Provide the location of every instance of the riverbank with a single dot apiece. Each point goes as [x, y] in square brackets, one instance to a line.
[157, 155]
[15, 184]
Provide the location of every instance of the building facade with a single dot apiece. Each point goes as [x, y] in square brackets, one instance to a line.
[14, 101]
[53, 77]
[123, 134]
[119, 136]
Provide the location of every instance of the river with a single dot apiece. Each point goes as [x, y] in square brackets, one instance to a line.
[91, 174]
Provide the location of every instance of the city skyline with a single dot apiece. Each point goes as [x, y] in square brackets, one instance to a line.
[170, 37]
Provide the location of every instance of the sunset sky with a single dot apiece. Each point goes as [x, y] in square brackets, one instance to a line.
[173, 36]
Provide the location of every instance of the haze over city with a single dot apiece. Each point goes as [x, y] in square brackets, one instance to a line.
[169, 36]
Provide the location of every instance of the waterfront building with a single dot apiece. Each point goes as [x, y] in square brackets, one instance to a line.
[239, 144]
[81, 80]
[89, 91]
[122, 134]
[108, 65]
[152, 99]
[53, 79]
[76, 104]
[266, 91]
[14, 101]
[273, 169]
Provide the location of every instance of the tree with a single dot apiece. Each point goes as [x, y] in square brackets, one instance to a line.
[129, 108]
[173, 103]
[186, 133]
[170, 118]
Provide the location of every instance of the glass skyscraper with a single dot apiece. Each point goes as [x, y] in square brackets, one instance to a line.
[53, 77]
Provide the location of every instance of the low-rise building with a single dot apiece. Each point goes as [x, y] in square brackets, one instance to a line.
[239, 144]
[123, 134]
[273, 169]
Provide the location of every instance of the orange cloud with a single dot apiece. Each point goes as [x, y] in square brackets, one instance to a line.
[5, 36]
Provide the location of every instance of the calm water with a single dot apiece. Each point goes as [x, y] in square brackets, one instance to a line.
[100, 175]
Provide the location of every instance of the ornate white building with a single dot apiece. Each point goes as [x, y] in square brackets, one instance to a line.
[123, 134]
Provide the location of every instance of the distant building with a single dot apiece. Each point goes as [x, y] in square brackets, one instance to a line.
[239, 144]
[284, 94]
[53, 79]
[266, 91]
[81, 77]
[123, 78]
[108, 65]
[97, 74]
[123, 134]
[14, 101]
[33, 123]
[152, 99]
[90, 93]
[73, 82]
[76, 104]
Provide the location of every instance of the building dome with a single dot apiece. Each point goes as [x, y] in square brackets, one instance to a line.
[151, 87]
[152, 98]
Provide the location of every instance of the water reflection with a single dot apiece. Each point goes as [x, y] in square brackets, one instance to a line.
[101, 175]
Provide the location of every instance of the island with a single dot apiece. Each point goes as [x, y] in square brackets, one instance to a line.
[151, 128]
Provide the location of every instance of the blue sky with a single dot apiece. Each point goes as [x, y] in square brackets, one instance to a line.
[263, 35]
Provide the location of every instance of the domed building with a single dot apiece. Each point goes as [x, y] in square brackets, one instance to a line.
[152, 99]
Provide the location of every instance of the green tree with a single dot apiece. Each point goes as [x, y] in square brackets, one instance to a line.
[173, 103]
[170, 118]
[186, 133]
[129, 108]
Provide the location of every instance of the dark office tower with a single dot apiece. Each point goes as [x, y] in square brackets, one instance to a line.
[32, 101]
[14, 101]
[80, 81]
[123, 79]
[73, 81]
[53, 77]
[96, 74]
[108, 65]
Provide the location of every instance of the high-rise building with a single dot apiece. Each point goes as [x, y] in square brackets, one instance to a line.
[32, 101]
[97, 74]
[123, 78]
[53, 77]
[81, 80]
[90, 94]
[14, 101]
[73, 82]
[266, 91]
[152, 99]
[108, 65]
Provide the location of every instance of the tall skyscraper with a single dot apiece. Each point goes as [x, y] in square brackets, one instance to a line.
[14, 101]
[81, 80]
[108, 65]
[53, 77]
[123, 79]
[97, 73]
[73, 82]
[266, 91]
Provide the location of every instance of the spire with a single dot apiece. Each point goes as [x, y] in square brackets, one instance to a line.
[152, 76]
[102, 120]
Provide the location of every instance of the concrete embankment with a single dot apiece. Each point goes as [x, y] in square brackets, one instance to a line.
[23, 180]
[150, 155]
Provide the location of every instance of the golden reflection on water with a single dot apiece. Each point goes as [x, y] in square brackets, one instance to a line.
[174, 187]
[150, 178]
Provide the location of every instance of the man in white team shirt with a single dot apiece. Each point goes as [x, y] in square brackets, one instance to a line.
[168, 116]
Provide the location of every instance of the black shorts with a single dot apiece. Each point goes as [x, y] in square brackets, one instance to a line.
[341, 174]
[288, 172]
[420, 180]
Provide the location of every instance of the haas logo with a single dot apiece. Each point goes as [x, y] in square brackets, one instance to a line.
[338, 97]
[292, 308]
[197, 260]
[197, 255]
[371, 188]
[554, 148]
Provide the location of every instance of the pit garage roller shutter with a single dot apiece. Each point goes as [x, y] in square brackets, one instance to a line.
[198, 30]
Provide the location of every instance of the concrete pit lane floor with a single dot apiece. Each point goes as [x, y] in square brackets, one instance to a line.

• _ASSIGNED TASK_
Taking the line with "Provide the location of every instance of the pit" as the first, copy every line through the end of the entries above exactly, with no others.

• _FINISHED EXERCISE_
Provide the location of every instance of the pit garage roller shutter with a single dot apiece. Each point goes as [x, y] in square brackets, one instance to a line.
[198, 30]
Provide the location of every instance of the concrete pit lane floor with a single dot apiece. Each point goes as [x, y] in square brackets, one instance to a line.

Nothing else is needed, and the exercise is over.